Stored records:

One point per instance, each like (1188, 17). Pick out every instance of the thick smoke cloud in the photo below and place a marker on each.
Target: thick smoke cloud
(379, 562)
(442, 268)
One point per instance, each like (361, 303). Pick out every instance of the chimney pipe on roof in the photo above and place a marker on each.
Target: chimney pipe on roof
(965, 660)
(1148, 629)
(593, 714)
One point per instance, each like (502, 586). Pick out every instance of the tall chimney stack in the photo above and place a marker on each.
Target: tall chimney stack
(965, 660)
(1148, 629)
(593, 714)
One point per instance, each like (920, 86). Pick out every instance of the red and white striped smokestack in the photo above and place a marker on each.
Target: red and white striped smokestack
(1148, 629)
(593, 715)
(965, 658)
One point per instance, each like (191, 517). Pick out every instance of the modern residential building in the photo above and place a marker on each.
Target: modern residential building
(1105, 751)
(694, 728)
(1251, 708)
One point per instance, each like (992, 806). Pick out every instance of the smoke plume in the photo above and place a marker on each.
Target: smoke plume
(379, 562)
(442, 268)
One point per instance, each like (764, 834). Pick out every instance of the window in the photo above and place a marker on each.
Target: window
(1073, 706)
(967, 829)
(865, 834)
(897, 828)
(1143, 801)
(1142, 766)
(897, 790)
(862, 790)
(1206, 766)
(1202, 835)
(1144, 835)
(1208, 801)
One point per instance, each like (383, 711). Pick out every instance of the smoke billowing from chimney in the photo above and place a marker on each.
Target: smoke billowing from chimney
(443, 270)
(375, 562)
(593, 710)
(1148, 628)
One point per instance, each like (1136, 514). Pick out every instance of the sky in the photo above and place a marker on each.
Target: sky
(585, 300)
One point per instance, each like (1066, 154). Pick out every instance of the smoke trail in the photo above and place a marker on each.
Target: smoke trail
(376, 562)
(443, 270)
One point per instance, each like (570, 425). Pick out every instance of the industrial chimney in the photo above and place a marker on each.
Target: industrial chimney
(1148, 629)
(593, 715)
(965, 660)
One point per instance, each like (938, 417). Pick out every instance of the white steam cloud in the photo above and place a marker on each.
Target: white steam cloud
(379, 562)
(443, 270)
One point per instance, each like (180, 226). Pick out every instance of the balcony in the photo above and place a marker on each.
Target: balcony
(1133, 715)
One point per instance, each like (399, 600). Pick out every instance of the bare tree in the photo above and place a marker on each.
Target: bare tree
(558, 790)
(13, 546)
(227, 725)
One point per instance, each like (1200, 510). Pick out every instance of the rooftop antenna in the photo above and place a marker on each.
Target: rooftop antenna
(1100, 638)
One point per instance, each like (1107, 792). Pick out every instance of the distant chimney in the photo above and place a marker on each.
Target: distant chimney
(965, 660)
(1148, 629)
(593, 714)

> **Problem requirements**
Repeat the lines above exactly.

> **Problem solution**
One point per instance, each like (1188, 17). Pick out every instance of the thick smoke cloud in the photo below and place a marker on each.
Target: thick smoke cloud
(379, 562)
(442, 268)
One point per instance, each like (361, 303). Pick out every instance of the chimney pipe on roof in the photo above and place a marker on each.
Target: chimney pipe on roof
(965, 660)
(1148, 629)
(593, 714)
One point per instance, each like (502, 586). Pick out every instance of the tall chimney stack in the photo above and place a marker on each.
Target: tall chimney stack
(965, 660)
(1148, 629)
(593, 714)
One point per instance, each like (920, 86). Pick out every instance of the red and white striped smokestack in the photo above and place a marker on each.
Target: red and white striped smokestack
(1148, 629)
(593, 715)
(965, 658)
One point per instance, each like (191, 517). Pick out every instance of the modern residential building in the photo above and place a marker on each.
Target: modern residential building
(1105, 751)
(694, 728)
(1251, 708)
One point per instance, each like (992, 806). Pick out every instance of the smoke plume in the photo above and place a marker on each.
Target: smoke plume
(379, 562)
(442, 268)
One point per instance, each like (764, 834). Pick out every instance of the window in the photo above and place a marker on each.
Target: window
(1073, 706)
(967, 829)
(865, 834)
(897, 828)
(1143, 801)
(1142, 766)
(897, 790)
(862, 790)
(1206, 766)
(1202, 835)
(1144, 835)
(1208, 801)
One point per instance, each like (383, 711). Pick out every instance of the smoke billowing from chimney in the photo above and place a marker on each.
Target: smoke billowing from chimney
(443, 270)
(375, 562)
(593, 710)
(1148, 628)
One point per instance, each like (1136, 514). Pick out every instance of the sky in the photo above and place a marker on each.
Target: sky
(585, 300)
One point per instance, each like (1066, 154). Pick out every instance of the smoke trail in the photo above and place a marker on each.
Target: smoke trail
(376, 562)
(443, 270)
One point per instance, each like (570, 425). Pick out every instance of the industrial chimney in the photo above and place a marker on each.
Target: industrial chimney
(1148, 629)
(593, 715)
(965, 660)
One point per instance, each like (938, 417). Pick out every instance of the white steam cloud in the photo above and place a marker on each.
Target: white steam cloud
(379, 562)
(443, 270)
One point per instance, each like (180, 226). Pick out every instance of the balcony in the photo above and place a marker on each.
Target: balcony
(1133, 715)
One point per instance, each like (399, 600). Pick out every instance of the bare tree in the photo above and place a marker on each.
Target: bare tree
(558, 790)
(13, 546)
(227, 725)
One point per instance, each like (1200, 510). Pick out every instance of the rooftop antenna in the photo above and place a marker on each.
Target: rooftop antenna
(1100, 638)
One point per instance, each like (1107, 792). Pick out every instance of the distant chimney in the photo above and place a marker on each.
Target: distant chimney
(965, 660)
(1148, 629)
(593, 714)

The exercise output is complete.